Given request: Arrange the listing below as a Markdown table with two columns, Row and Listing line, giving each line its own numbered row and skipping blank lines. Leave the pictures out of the answer.

Records shown:
·····
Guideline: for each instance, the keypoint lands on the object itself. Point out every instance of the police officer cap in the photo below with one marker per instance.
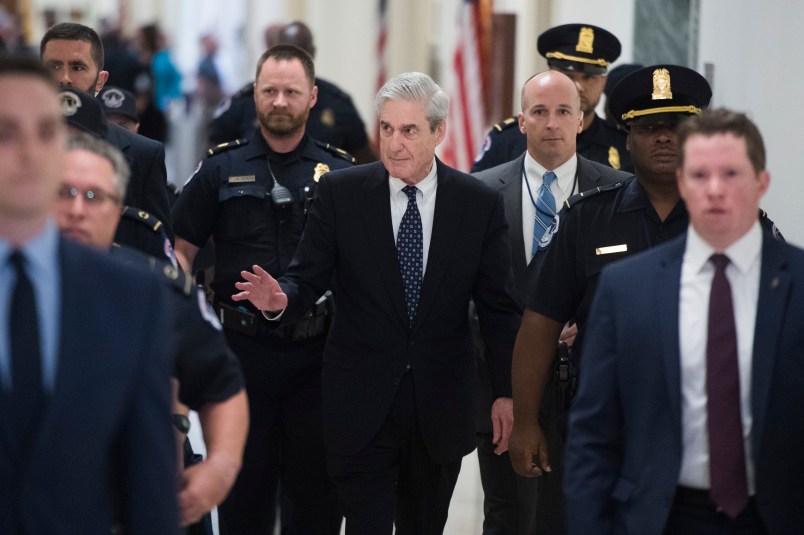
(81, 110)
(659, 93)
(618, 73)
(579, 48)
(118, 101)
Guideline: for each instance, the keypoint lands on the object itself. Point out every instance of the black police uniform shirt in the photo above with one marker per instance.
(600, 143)
(143, 231)
(229, 199)
(207, 370)
(600, 228)
(334, 118)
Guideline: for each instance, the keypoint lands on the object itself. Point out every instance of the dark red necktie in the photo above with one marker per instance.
(729, 487)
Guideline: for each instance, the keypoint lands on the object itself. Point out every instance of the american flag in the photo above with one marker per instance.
(381, 50)
(467, 124)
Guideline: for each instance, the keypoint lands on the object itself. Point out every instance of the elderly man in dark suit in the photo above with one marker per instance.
(685, 420)
(551, 118)
(406, 242)
(86, 444)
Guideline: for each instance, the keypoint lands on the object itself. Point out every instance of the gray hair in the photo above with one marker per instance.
(416, 87)
(110, 153)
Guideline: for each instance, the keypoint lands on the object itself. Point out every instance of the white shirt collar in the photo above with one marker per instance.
(565, 172)
(742, 253)
(426, 186)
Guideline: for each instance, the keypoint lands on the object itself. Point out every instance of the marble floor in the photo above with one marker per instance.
(466, 507)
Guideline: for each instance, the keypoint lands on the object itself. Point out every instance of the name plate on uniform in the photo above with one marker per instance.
(612, 249)
(242, 179)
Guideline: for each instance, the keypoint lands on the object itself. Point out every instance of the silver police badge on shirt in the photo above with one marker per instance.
(549, 232)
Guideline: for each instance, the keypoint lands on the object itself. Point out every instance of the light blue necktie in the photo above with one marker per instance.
(409, 250)
(545, 210)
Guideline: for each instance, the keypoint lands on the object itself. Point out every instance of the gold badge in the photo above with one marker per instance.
(319, 171)
(170, 272)
(242, 179)
(661, 85)
(586, 39)
(328, 117)
(614, 157)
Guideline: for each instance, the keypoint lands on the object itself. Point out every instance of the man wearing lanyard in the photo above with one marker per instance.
(534, 186)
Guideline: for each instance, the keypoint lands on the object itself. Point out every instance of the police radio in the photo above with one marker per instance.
(280, 195)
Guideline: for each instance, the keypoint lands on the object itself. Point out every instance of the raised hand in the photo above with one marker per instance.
(262, 290)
·····
Result below:
| Row | Listing line |
|---|---|
| 1 | Guideline: for each instance, the keypoint lands on the object itself. Point out every instance of the police officer cap in the photo below with one marker per instance. |
| 2 | (81, 110) |
| 3 | (659, 93) |
| 4 | (618, 73) |
| 5 | (579, 48) |
| 6 | (118, 101) |
| 7 | Guideline: for each instance, the keypoint lands on the object itself. Point out every instance of the black police uniform shirt in the photo above with one marker per instance. |
| 8 | (600, 143) |
| 9 | (143, 231) |
| 10 | (229, 199) |
| 11 | (207, 370) |
| 12 | (600, 228) |
| 13 | (334, 118) |
| 14 | Guideline: for each instance, the keypoint lands on the object itself. Point out every instance of the dark red necktie in the photo above with one marker per instance. |
| 15 | (729, 487) |
| 16 | Guideline: for each instance, the keypoint lands on the object itself. Point out every instance of the american flag in the photo above with one marker per instance. |
| 17 | (381, 50) |
| 18 | (467, 124) |
| 19 | Guideline: for each instance, the keypoint lands on the object itself. Point out every instance of the elderly man in dark suit in the photo above with one marker per instance. |
| 20 | (685, 420) |
| 21 | (551, 118) |
| 22 | (406, 242) |
| 23 | (86, 444) |
| 24 | Guideline: for each instance, the keypoint lands on the object itself. Point out every instance of the gray hair in the photo above with one marker per instance. |
| 25 | (416, 87) |
| 26 | (110, 153) |
| 27 | Guideline: for each instance, the keypoint lands on the object itself. Point out every instance of the white shirt collar in the photo above with one marker per instance. |
| 28 | (565, 172) |
| 29 | (742, 253) |
| 30 | (426, 186) |
| 31 | Guideline: for each instance, the keypoint lands on the object itself. Point out every instance of the marble floor in the photo above with one marker per instance. |
| 32 | (466, 507) |
| 33 | Guideline: for each instance, the keypoint lands on the object itself. Point out every instance of the name plate on uniform in the photo above with one marker per instance. |
| 34 | (612, 249) |
| 35 | (242, 179) |
| 36 | Guideline: for each instance, the keypoint lands on the object itself. Point out every instance of the silver police badge on shirt in the photo above with one marker per instance. |
| 37 | (549, 232) |
| 38 | Guideline: for each instance, the keypoint lands on the object itself. Point out every instance of the light blue necktie in the photo above with one marker per instance. |
| 39 | (409, 250) |
| 40 | (545, 210) |
| 41 | Guideline: for each instance, the keypoint lands on the object itself. Point out every instance of the gold badge in the photo above with one marker per instance. |
| 42 | (319, 171) |
| 43 | (170, 272) |
| 44 | (242, 179) |
| 45 | (661, 85) |
| 46 | (586, 39) |
| 47 | (328, 117) |
| 48 | (614, 157) |
| 49 | Guideline: for each instance, the keypoint lands on the object itself. Point out every instance of the man wearing lanyard in the photo above with one marker per instance. |
| 50 | (534, 186) |
| 51 | Guideline: for each instance, the keypoint lands on the object itself. Point out every instance of the police radio in the photo above with one marker per instance. |
| 52 | (280, 195) |
| 53 | Guideline: for each instance, the keypoint lands on the object itself. Point out every instance of the raised hand in the photo above with one marker per instance. |
| 54 | (262, 290) |